Reproduce the listing exactly. Omit pictures.

**Dataset**:
····················

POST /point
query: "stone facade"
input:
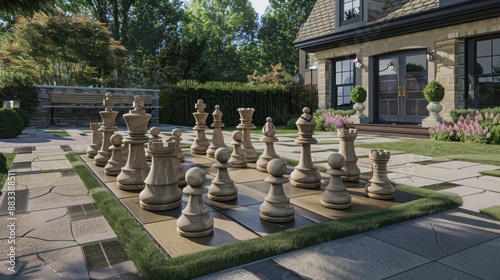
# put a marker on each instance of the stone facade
(448, 66)
(79, 116)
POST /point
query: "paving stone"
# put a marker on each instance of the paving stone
(233, 274)
(355, 257)
(41, 231)
(225, 231)
(476, 202)
(440, 235)
(480, 261)
(57, 196)
(65, 263)
(433, 270)
(91, 230)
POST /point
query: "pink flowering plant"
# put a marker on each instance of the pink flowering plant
(475, 127)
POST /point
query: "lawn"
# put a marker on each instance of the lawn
(442, 150)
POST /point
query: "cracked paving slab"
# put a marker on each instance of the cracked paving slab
(66, 263)
(41, 231)
(57, 196)
(440, 235)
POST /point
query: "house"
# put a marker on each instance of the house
(393, 48)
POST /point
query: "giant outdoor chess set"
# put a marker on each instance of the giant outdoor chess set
(207, 196)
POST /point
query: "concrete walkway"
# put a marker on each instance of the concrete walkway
(60, 234)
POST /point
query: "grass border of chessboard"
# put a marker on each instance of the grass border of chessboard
(152, 264)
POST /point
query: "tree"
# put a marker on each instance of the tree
(61, 50)
(279, 27)
(228, 27)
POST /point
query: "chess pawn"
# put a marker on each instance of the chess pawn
(116, 162)
(179, 169)
(222, 187)
(154, 131)
(335, 195)
(195, 220)
(161, 191)
(177, 133)
(96, 139)
(276, 206)
(269, 131)
(238, 156)
(379, 186)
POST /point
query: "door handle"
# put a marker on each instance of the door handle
(402, 91)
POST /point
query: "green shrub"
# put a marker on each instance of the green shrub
(24, 115)
(358, 94)
(434, 91)
(11, 124)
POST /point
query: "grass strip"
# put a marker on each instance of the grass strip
(152, 264)
(493, 211)
(442, 150)
(495, 173)
(6, 161)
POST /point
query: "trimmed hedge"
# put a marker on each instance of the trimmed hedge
(279, 102)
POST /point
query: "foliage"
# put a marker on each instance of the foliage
(11, 124)
(270, 100)
(475, 127)
(23, 88)
(434, 91)
(24, 116)
(278, 29)
(228, 28)
(278, 75)
(358, 94)
(61, 50)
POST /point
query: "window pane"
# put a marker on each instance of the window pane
(483, 48)
(483, 66)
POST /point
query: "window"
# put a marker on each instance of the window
(487, 72)
(343, 82)
(351, 11)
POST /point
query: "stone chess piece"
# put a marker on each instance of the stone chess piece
(178, 167)
(246, 125)
(161, 191)
(335, 195)
(379, 186)
(116, 162)
(107, 129)
(195, 220)
(96, 139)
(269, 139)
(200, 143)
(237, 159)
(136, 170)
(276, 206)
(176, 134)
(155, 132)
(305, 175)
(222, 187)
(217, 137)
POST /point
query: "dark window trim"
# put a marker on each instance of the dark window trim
(428, 20)
(333, 90)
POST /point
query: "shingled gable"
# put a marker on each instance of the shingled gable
(321, 21)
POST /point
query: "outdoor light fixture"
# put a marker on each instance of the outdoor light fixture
(430, 54)
(390, 66)
(357, 63)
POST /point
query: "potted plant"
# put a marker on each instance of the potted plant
(358, 96)
(434, 93)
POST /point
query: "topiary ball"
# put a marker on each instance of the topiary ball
(11, 124)
(434, 91)
(24, 115)
(358, 94)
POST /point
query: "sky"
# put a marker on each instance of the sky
(259, 5)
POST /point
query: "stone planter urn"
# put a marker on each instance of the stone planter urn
(346, 149)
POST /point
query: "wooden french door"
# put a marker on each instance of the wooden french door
(400, 80)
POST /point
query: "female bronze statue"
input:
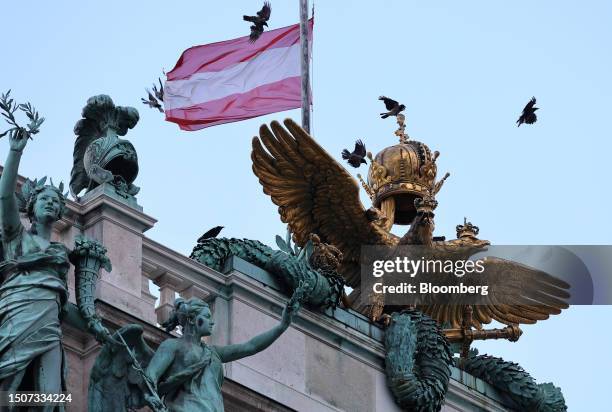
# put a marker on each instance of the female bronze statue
(33, 286)
(184, 374)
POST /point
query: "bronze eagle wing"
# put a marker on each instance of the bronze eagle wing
(518, 294)
(314, 194)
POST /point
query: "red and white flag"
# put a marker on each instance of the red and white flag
(235, 79)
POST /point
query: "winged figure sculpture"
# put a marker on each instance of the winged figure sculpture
(316, 195)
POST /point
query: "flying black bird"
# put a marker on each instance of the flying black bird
(210, 234)
(159, 93)
(356, 158)
(152, 102)
(528, 116)
(259, 21)
(393, 107)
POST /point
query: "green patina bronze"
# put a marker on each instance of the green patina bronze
(100, 156)
(418, 361)
(184, 374)
(517, 387)
(33, 285)
(290, 267)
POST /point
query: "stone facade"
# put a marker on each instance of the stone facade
(331, 361)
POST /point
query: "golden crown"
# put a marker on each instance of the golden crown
(400, 174)
(467, 229)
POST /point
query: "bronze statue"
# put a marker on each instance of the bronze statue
(184, 374)
(33, 285)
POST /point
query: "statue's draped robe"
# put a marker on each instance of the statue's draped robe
(33, 291)
(201, 386)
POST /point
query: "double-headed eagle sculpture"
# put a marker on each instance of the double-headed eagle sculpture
(316, 195)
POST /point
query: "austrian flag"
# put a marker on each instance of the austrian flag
(235, 79)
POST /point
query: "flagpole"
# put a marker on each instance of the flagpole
(305, 65)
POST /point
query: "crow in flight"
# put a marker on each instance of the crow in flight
(212, 233)
(528, 116)
(356, 158)
(259, 21)
(152, 102)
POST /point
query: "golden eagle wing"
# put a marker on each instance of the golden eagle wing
(517, 294)
(314, 193)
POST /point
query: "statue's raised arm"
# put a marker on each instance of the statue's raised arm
(9, 211)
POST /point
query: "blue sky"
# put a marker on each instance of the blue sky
(463, 69)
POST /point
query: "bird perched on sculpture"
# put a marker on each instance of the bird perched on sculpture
(357, 157)
(212, 233)
(316, 195)
(393, 107)
(259, 21)
(528, 116)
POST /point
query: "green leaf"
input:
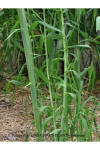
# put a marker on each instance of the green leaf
(40, 74)
(98, 23)
(55, 131)
(43, 108)
(49, 26)
(49, 119)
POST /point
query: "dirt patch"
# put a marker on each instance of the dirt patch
(15, 122)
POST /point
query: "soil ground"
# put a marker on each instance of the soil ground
(16, 121)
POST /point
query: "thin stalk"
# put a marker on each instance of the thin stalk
(65, 104)
(30, 65)
(48, 74)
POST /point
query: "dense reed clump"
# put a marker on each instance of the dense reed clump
(62, 61)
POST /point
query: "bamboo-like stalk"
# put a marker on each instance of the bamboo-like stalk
(30, 64)
(65, 105)
(48, 74)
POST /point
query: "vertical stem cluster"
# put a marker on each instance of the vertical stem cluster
(48, 73)
(30, 64)
(65, 105)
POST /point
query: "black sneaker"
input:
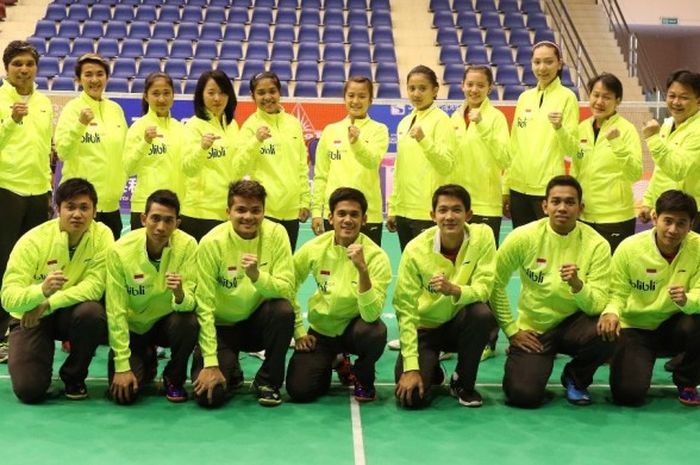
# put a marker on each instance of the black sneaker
(468, 398)
(77, 391)
(268, 396)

····················

**Solved exercise**:
POST /point
query: "stone facade"
input:
# put a marker on each instance of the stone facade
(448, 66)
(79, 116)
POST /point
query: "paving stone"
# put a marker on each instance of the paving stone
(233, 274)
(355, 257)
(41, 231)
(225, 231)
(476, 202)
(440, 235)
(480, 261)
(57, 196)
(65, 263)
(433, 270)
(91, 230)
POST /point
query: "pink flowering plant"
# put a marker on each instance of the pink flowering plant
(475, 127)
POST /point
query: "lawn"
# put a marker on each instance of the lawn
(442, 150)
POST /point
query: "cracked paving slab"
# put a marker on each instance of the cracked paving slab
(66, 263)
(41, 231)
(57, 196)
(440, 235)
POST /point
query: "house"
# put a marker on each instance of the house
(393, 48)
POST /point
query: "giant outdoor chess set"
# put a marker on each instance of the giant outdoor chess set
(207, 196)
POST /point
query: "concrete walkway"
# put a marker on each instance of the concrete walkway
(60, 234)
POST /point
query: "grass border of chessboard"
# put a marker on each instance of the grass border of chessboard
(152, 264)
POST /point
query: "tree"
# put a marker on each instance of the tree
(61, 50)
(279, 27)
(228, 27)
POST /point
query: "chess pawn"
# put a marker on each instance of the chess pawn
(116, 162)
(179, 169)
(222, 187)
(154, 131)
(335, 195)
(195, 220)
(161, 191)
(177, 133)
(96, 139)
(276, 206)
(269, 131)
(238, 156)
(379, 186)
POST /point
query: "door handle"
# put a marker on each instance of the door handle
(402, 91)
POST /point
query: "green shrub"
# put a marker on each instance of the green shrub
(24, 115)
(358, 94)
(434, 91)
(11, 124)
POST /point
query: "grass strip"
# put a marker on each instance of the grass strip
(152, 264)
(493, 211)
(442, 150)
(495, 173)
(6, 161)
POST /point
query: "trimmed hedge"
# put a marker on each instance of the trimmed hedge
(279, 102)
POST /point
query: "foliage"
# put a marker on each instance of the foliage
(11, 124)
(270, 100)
(475, 127)
(23, 88)
(434, 91)
(24, 116)
(278, 29)
(228, 28)
(278, 75)
(358, 94)
(61, 50)
POST /point
query: "window pane"
# put a marker on each instance of the window pane
(483, 48)
(483, 66)
POST /point
query: "window"
# put a marker on each instance of the window
(487, 72)
(343, 82)
(351, 11)
POST /point
query: "stone chess piece"
# put a marker on each instance of the stone chess piece
(178, 167)
(246, 125)
(161, 191)
(335, 195)
(379, 186)
(116, 162)
(107, 129)
(195, 220)
(96, 139)
(269, 139)
(200, 143)
(237, 159)
(136, 170)
(276, 206)
(176, 134)
(155, 132)
(305, 175)
(222, 187)
(217, 137)
POST /point
query: "dark window trim"
# put a marker on each instance of the dark window trim
(428, 20)
(333, 90)
POST /point
query: "shingled gable"
# put a marker on each instance of the shingled gable
(321, 21)
POST /point
query: "outdoor light fixture"
# put a marker on each instance of the outdoor light fixture
(430, 54)
(390, 66)
(357, 63)
POST /point
query: "potted plant"
# put a marker on each instance of the potted plant
(358, 96)
(434, 93)
POST /point
query: "topiary ball"
# put a marker on each instance of the topiary ball
(11, 124)
(434, 91)
(24, 115)
(358, 94)
POST /point
query: "sky"
# put a marker on each instance of the sky
(259, 5)
POST /point
query: "stone planter urn"
# put a marker on each instance of the stone planter urn
(346, 149)
POST /point
query: "wooden french door"
# put a marker on each instance of the wooden french door
(400, 80)
POST /point
query: "female bronze statue"
input:
# put a marker on each instance of the female bronze statue
(33, 286)
(184, 374)
POST /point
query: "bronze eagle wing"
# put a marker on each instance of the bronze eagle wing
(518, 294)
(314, 194)
POST /point
query: "red and white flag"
# put a marker on each instance of the red and white flag
(235, 79)
POST /point
query: "winged figure sculpture"
# put a marker on each instance of the winged figure sculpture
(316, 195)
POST /point
query: "flying black bird"
# put a marker on each instance of the flying black bird
(210, 234)
(159, 93)
(356, 158)
(152, 102)
(528, 116)
(259, 21)
(393, 107)
POST /point
query: "green patina bronze"
# put a marker on each instance of the green patina bronze
(100, 156)
(418, 361)
(184, 374)
(517, 387)
(33, 285)
(290, 267)
POST /point
query: "stone facade"
# put a marker on each instance of the stone facade
(331, 361)
POST /point
query: "golden crown"
# put a marker on each instance of the golden crown
(400, 174)
(467, 229)
POST /point
query: "bronze statue"
# put a marker on each instance of the bronze statue
(184, 374)
(33, 285)
POST /point
query: "statue's draped robe"
# put a marker on each instance of the statue's draped robe
(33, 291)
(201, 386)
POST /point
query: "double-headed eagle sculpture"
# put a marker on each instance of the double-headed eagle sculpture
(316, 195)
POST /point
query: "austrian flag"
# put a marker on each instance of the austrian flag
(235, 79)
POST /point
query: "flagpole"
# put a marker on each instance of the flagpole
(305, 65)
POST /point
query: "crow in flight"
# put a marker on each instance of the crow in flight
(212, 233)
(528, 116)
(356, 158)
(259, 21)
(152, 102)
POST /point
query: "golden eagle wing"
# put a marker on each instance of the golden eagle wing
(517, 294)
(314, 193)
POST /point
query: "statue's raised arm"
# put a marker on each instance of the statue's raised arm
(9, 211)
POST /point
query: "blue sky"
# put a marker on each instance of the blue sky
(463, 69)
POST /point
query: "bird perched on sculpture"
# put a marker on each instance of the bird perched on sculpture
(357, 157)
(212, 233)
(316, 195)
(393, 107)
(259, 21)
(528, 116)
POST /point
query: "green leaf"
input:
# put a marker on each instance of the green leaf
(40, 74)
(98, 23)
(55, 131)
(43, 108)
(49, 26)
(49, 119)
POST /point
query: "dirt patch"
# put a marker on each instance of the dirt patch
(15, 122)
POST /point
query: "soil ground"
# put a marker on each instance of the soil ground
(16, 121)
POST /point
query: "thin stalk"
# put a marker on each instance of the thin stalk
(65, 104)
(30, 65)
(48, 74)
POST /point
query: "dense reed clump"
# put a marker on each instance of the dense reed clump
(62, 61)
POST /point
query: "bamboo-like stalk"
# put a marker on each instance of the bamboo-like stalk
(30, 64)
(65, 105)
(48, 74)
POST /point
query: "vertical stem cluster"
# put a marker on each instance of the vertical stem cluster
(48, 73)
(30, 64)
(65, 105)
POST /point
query: "black sneaker"
input:
# put a marker on each instance of the black sneaker
(468, 398)
(77, 391)
(268, 396)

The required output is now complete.